CONSIGNE DE TRAVAIL 1: D'après le passage cité, en quelle année l'idée de Brother est-elle née ?
CONSIGNE DE TRAVAIL 2: Recopiez le passage cité en commençant à « Une année plus » et en terminant à « son neuvième film. », en substituant « Berlin » à « Venise ».

PASSAGE CITÉ:
Cela donne un film étrange qui porte cependant la marque Kitano. Je souhaite
continuer à "trahir" les gens en leur apportant des films aussi inattendus
!"
L'idée de Brother est née en 1995 durant la production de Getting
Any ? , avant le terrible accident de moto qui failli tuer Kitano. Ce
devait être son cinquième film. Après l'accident, le réalisateur dû reprendre
des forces et n'a donc pas pu gérer les difficultés occasionnées par un tournage
hors du Japon.
Durant un repas à Cannes, Kitano, qui avait retrouvé son ami Jeremy, proposa
à ce dernier un nouveau concept de film , Brother , film qui devait
se tourner à Los Angeles. Thomas fut totalement séduit par l'idée et apporta
son soutien exclusif au réalisateur nippon. Malheureusement Kitano dû retourner
au Japon pour tourner son septième film, "Hana-Bi" et le projet fut momentanément
abandonné.
Une année plus tard, après avoir gagné son lion d'or à Venise, Kitano retourna
en Angleterre ou il fut accueilli à bras ouvert par son ami Thomas. Avec l'accord
de Masayuki Mori, le producteur officiel de Kitano, les deux compères décidèrent
de relancer la production de Brother , son neuvième film.

(Enregistrements de données)
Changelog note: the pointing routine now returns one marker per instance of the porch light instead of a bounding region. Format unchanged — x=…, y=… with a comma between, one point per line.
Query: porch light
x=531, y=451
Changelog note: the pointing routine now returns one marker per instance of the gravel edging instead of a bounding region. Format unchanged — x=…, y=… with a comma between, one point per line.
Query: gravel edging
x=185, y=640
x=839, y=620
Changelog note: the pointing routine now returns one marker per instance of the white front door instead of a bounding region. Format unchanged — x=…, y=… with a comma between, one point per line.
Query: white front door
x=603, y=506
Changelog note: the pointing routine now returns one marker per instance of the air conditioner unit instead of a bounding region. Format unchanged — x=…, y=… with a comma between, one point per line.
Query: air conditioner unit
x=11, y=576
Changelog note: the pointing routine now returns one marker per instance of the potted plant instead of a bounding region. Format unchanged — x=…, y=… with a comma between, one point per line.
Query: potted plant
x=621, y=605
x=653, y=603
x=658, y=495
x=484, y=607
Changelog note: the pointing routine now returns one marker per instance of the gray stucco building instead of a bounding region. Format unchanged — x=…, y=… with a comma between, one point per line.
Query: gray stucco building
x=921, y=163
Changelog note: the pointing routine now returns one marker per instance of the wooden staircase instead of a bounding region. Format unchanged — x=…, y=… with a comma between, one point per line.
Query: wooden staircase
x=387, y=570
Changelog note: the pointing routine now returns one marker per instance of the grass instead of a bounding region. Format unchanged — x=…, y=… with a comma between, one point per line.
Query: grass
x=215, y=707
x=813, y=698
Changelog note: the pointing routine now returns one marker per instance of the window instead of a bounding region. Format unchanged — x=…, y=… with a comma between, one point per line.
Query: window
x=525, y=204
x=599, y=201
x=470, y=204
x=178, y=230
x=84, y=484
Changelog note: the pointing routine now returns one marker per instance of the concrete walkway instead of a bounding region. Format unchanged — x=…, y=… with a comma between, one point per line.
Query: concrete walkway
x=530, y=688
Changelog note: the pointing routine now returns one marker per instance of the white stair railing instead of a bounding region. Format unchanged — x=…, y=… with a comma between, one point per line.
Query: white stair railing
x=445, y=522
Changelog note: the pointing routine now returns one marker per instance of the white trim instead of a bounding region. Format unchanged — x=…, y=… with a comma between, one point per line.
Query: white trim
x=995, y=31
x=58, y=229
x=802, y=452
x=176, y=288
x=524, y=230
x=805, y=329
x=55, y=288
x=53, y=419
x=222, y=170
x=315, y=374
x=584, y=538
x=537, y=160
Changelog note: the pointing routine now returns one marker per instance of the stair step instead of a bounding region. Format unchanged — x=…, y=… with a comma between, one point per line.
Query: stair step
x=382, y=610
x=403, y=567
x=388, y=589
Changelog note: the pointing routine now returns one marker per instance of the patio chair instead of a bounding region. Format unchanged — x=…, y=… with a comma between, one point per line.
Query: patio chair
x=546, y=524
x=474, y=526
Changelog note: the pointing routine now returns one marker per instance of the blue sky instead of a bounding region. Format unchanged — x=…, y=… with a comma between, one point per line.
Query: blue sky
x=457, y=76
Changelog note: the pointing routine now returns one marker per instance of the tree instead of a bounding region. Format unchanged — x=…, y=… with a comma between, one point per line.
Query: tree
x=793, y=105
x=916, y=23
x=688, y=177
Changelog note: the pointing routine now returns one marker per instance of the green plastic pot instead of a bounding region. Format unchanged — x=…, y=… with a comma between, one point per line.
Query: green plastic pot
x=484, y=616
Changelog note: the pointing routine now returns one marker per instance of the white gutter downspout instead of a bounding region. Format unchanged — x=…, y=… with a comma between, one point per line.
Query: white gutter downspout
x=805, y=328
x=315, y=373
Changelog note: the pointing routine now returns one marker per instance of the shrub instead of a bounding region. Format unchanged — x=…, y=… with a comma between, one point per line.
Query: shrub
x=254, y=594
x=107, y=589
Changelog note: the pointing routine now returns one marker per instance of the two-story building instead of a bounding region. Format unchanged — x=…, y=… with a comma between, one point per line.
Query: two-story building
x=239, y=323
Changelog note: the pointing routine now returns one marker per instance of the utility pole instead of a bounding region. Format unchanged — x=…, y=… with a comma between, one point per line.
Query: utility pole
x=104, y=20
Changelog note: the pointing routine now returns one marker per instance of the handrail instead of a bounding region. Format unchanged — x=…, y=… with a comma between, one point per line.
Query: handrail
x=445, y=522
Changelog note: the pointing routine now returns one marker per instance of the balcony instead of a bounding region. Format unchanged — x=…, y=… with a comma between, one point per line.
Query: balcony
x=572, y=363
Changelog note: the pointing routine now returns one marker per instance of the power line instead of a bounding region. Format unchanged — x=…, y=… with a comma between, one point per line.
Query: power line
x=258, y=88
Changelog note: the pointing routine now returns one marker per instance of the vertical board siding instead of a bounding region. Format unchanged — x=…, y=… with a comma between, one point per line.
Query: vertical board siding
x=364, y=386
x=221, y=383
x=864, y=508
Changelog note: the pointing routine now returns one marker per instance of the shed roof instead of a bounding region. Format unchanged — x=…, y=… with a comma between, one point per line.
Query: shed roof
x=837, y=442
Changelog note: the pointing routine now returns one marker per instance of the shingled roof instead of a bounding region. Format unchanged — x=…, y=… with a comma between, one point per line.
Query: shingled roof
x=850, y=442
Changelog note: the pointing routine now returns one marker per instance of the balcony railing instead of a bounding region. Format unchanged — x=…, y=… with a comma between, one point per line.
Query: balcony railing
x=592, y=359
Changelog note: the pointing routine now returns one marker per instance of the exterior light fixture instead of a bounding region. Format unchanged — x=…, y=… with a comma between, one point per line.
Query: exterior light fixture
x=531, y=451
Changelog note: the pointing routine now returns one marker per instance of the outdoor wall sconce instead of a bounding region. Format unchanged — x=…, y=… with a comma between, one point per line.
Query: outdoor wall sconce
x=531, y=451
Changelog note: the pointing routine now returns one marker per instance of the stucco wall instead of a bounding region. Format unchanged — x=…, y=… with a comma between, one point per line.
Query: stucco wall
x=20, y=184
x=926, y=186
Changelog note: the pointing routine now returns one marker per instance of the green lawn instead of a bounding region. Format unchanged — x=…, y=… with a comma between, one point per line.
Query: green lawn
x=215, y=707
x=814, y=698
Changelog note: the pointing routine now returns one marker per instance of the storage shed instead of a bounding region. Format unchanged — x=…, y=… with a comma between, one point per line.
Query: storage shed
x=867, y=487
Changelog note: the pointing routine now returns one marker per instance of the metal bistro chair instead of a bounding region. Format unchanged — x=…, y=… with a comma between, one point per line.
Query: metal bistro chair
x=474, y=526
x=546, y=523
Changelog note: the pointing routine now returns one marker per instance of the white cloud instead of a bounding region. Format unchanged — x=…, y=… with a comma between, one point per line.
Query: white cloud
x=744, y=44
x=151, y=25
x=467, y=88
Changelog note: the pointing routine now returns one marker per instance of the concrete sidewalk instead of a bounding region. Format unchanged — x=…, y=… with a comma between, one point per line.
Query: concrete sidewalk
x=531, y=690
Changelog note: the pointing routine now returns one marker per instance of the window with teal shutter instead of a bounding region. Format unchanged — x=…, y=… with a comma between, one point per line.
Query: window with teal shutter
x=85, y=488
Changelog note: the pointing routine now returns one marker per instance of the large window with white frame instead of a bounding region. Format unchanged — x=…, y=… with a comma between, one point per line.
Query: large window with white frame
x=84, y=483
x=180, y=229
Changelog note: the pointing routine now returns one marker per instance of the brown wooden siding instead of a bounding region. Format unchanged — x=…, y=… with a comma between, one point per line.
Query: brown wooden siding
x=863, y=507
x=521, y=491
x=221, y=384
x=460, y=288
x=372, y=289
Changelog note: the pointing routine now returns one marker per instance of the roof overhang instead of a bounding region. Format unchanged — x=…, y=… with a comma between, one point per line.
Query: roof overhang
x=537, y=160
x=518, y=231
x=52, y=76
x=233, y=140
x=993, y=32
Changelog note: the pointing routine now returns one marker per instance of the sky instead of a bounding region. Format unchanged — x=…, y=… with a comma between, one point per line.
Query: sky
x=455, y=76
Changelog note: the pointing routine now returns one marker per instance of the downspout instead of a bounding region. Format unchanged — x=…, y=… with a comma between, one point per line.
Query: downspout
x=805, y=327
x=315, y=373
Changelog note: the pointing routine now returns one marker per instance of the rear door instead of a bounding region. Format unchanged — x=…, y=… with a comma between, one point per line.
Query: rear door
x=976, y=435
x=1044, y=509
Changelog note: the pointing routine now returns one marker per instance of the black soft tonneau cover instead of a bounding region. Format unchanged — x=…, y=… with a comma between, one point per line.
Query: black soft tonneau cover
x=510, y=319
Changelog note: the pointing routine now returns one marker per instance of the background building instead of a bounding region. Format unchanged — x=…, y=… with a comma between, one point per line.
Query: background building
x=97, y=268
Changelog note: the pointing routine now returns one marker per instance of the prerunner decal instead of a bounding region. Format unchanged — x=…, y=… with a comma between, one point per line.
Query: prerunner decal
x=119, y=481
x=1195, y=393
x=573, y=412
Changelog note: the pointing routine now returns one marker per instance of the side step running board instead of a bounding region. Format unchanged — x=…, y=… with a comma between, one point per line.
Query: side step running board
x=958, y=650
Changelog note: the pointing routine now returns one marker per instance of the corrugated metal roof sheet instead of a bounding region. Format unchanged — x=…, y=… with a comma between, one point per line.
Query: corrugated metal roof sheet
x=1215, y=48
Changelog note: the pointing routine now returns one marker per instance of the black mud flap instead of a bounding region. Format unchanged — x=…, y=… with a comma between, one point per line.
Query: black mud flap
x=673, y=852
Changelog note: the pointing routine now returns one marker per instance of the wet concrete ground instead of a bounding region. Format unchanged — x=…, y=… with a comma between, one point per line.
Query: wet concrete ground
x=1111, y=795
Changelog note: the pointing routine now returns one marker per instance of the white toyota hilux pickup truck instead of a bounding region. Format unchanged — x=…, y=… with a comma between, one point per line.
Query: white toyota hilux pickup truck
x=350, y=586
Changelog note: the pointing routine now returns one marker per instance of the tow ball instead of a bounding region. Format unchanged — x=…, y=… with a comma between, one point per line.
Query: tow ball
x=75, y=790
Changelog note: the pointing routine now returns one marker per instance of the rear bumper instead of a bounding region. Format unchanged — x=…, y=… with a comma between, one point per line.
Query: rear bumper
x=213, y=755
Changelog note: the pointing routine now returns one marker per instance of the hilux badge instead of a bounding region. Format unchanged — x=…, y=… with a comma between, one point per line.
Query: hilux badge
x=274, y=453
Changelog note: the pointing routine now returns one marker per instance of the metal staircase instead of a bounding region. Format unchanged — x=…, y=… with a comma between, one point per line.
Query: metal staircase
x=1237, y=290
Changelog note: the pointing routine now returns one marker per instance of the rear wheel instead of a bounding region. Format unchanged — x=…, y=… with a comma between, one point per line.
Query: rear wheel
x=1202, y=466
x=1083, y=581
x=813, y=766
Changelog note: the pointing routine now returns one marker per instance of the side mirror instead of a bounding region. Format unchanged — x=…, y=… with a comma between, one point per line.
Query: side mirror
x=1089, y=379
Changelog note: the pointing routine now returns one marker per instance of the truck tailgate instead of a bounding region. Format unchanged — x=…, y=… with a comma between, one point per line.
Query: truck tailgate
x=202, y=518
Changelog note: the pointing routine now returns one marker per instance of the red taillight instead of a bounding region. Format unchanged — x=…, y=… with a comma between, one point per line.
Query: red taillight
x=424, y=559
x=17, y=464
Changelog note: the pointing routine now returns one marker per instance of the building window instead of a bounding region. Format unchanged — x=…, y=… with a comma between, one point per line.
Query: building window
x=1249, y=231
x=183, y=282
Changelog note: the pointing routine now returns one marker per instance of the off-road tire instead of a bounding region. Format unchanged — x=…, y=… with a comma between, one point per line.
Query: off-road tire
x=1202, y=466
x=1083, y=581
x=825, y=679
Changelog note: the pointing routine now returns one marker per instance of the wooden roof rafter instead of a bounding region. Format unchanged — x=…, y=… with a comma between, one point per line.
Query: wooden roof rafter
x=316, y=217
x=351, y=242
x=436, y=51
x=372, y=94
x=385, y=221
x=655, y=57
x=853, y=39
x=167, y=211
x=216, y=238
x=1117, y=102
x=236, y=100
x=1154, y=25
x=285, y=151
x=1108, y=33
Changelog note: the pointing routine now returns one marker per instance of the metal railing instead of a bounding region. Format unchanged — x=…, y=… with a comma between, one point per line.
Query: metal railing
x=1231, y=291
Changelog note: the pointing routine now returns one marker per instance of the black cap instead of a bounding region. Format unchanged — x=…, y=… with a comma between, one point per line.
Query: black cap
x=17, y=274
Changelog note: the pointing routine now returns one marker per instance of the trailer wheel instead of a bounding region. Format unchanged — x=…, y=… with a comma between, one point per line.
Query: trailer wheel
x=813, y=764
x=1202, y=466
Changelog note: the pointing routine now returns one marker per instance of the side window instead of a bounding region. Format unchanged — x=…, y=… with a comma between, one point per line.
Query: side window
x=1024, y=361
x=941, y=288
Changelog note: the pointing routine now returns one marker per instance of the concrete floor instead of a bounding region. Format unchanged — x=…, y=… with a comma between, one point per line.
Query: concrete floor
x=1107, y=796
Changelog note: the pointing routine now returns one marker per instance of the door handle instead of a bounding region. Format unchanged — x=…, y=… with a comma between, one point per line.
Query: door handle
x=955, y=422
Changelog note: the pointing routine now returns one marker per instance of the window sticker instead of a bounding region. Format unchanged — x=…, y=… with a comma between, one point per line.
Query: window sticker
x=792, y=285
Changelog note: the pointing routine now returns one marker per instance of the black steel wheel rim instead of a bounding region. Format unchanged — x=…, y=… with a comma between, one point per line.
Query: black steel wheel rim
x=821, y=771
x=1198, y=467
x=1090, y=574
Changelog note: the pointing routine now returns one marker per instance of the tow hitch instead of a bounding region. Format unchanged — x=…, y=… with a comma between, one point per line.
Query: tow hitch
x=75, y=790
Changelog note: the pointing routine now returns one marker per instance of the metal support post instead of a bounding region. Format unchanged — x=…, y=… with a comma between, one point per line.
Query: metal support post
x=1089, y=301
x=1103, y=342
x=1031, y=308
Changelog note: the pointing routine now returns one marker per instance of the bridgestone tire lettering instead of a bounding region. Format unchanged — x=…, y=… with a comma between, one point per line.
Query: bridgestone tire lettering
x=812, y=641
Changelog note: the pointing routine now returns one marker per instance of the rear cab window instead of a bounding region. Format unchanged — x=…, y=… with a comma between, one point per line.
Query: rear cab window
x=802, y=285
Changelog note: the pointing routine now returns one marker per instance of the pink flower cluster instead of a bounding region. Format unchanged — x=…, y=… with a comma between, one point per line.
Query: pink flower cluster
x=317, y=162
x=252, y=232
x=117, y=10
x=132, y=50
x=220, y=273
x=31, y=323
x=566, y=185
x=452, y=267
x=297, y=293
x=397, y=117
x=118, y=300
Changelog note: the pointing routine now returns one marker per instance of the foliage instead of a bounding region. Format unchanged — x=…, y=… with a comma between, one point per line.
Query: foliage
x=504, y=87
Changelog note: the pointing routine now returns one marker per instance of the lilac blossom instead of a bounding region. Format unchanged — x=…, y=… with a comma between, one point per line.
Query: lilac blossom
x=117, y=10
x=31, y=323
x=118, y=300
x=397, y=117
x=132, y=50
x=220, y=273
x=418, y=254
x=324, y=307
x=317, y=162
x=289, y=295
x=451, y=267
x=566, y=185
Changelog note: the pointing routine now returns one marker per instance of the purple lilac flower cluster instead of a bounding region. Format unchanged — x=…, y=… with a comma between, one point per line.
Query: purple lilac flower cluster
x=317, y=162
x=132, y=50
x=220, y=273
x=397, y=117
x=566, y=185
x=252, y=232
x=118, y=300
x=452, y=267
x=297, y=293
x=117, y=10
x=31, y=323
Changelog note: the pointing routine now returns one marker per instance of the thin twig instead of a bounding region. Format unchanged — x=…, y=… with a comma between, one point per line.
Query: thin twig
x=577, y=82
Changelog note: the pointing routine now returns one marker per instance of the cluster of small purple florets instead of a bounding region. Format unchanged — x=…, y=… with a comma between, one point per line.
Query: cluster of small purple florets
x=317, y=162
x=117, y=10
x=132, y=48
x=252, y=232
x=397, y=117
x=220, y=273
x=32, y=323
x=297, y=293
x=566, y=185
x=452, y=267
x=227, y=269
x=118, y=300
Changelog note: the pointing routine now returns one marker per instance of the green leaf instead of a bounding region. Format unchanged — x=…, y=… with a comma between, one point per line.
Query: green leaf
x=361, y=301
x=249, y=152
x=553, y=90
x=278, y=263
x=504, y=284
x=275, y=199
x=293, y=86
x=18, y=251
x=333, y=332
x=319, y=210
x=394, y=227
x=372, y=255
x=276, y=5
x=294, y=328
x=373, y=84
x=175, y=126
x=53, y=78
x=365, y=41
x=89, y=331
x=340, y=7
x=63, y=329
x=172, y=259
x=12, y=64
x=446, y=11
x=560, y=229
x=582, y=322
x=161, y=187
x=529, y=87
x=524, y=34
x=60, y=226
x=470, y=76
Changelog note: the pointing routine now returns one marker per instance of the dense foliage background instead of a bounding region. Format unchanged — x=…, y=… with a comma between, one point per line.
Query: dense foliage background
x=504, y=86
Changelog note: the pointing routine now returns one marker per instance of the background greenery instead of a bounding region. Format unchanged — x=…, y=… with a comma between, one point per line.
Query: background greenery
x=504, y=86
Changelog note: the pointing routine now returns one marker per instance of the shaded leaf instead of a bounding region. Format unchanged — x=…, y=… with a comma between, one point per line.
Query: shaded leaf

ZONE DE RÉPONSE 1: En 1995.

ZONE DE RÉPONSE 2:
Une année plus tard, après avoir gagné son lion d'or à Berlin, Kitano retourna
en Angleterre ou il fut accueilli à bras ouvert par son ami Thomas. Avec l'accord
de Masayuki Mori, le producteur officiel de Kitano, les deux compères décidèrent
de relancer la production de Brother , son neuvième film.